## ИЗБРАННЫЙ ОТРЫВОК
>>>
Герман Мелвилл родился в 1819 году. Его отец Аллен Мелвилл и мать Мария Гансворт происходили из благородных семей. Аллен был культурным, повидавшим свет человеком, Мария – элегантной, хорошо воспитанной и набожной женщиной. Первые пять лет после женитьбы они провели в Олбани, потом перебрались в Нью-Йорк, где бизнес Аллена – он импортировал французские ткани – поначалу процветал. Там, в Нью-Йорке, и родился Герман, третий из восьмерых детей семейства. Но в 1830 году для Аллена Мелвилла наступили тяжелые времена, и он вернулся в Олбани, где через два года умер банкротом и, по слухам, не в здравом уме. Семью он оставил без гроша. Герман посещал классическую школу в Олбани и после ее окончания в 1834 году устроился клерком в Нью-Йоркский государственный банк. В 1835 году он работал в меховом магазине брата, а следующий год провел на ферме дяди в Питсфилде. В течение одного семестра он преподавал в школе в районе Сайк. В семнадцать связал жизнь с морем. Много писали по этому поводу, хотя я не понимаю, почему нужно искать другие объяснения, кроме тех, которые дает он сам: «Горькое разочарование в некоторых планах, которые я наметил на будущее; необходимость чем-то занять себя, склонность к кочевой жизни, – все это, соединившись, подтолкнуло меня пойти в море матросом». Он безуспешно пробовал себя на разных поприщах, и то, что нам известно о его матери, дает возможность предполагать, что она открыто говорила, насколько им недовольна. Как и многие юноши до него, он пошел служить во флот, так как был несчастлив дома. Мелвилл – необычный человек, и тем не менее не стоит искать скрытых причин в абсолютно естественном поступке.
Он приехал в Нью-Йорк насквозь промокший, в заплатанных брюках и охотничьей куртке, без пенни в кармане, но с охотничьим ружьем, которое дал на продажу брат Гансворт. Пройдя через весь город, он дошел до дома приятеля брата, где провел ночь, а на следующий день отправился с этим приятелем в порт. После недолгих поисков они наткнулись на корабль, отплывавший в Ливерпуль, и Мелвилл устроился на него юнгой за три доллара в месяц. Двенадцать лет спустя он описал в повести «Редберн» это путешествие туда и обратно и пребывание в Ливерпуле. Мелвилл смотрел на эту работу как на халтуру, но книга получилась живая и интересная, написана она с привлечением староанглийского языка – простого, непосредственного, ясного и подлинного. Из всех его произведений она лучше всего читается.
<<<
## ЗАДАНИЯ
- 1) Какое жалованье получал Мелвилл юнгой на корабле, шедшем в Ливерпуль, согласно отрывку о Мелвилле?
- 2) Выпишите из отрывка о Мелвилле все определения, которыми охарактеризован язык повести «Редберн».

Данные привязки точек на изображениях
>>>
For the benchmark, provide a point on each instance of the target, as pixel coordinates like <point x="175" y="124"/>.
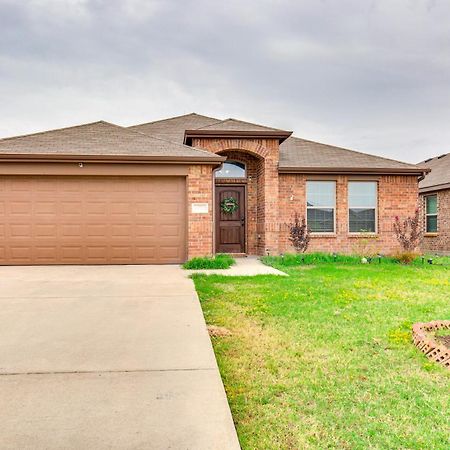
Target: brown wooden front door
<point x="230" y="227"/>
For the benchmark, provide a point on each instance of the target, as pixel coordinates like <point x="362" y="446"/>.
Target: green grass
<point x="220" y="261"/>
<point x="295" y="259"/>
<point x="323" y="358"/>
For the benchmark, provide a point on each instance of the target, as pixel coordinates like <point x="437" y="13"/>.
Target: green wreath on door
<point x="229" y="205"/>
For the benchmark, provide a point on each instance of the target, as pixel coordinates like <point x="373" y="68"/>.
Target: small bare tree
<point x="409" y="233"/>
<point x="299" y="234"/>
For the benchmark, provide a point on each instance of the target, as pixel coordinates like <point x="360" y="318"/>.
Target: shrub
<point x="299" y="234"/>
<point x="405" y="257"/>
<point x="409" y="233"/>
<point x="220" y="261"/>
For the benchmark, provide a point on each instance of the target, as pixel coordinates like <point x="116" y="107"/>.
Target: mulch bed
<point x="444" y="340"/>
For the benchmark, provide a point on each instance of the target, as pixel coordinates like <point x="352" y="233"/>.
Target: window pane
<point x="321" y="220"/>
<point x="431" y="204"/>
<point x="361" y="219"/>
<point x="320" y="193"/>
<point x="362" y="194"/>
<point x="231" y="169"/>
<point x="431" y="224"/>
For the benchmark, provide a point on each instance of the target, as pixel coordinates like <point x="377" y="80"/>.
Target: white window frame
<point x="359" y="233"/>
<point x="231" y="178"/>
<point x="427" y="214"/>
<point x="322" y="233"/>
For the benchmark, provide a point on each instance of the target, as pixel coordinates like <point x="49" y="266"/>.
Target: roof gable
<point x="237" y="125"/>
<point x="173" y="129"/>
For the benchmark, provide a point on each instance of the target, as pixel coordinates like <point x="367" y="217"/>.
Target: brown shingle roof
<point x="295" y="153"/>
<point x="300" y="154"/>
<point x="439" y="177"/>
<point x="99" y="139"/>
<point x="236" y="125"/>
<point x="173" y="129"/>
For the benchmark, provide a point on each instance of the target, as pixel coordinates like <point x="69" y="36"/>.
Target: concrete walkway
<point x="248" y="266"/>
<point x="107" y="357"/>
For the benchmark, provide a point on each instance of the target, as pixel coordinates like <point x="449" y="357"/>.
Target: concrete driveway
<point x="113" y="357"/>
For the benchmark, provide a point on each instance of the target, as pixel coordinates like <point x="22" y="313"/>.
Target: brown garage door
<point x="92" y="220"/>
<<<
## ОТВЕТЫ К ЗАДАНИЯМ
- 1) Три доллара в месяц.

- 2) Староанглийского, простого, непосредственного, ясного, подлинного.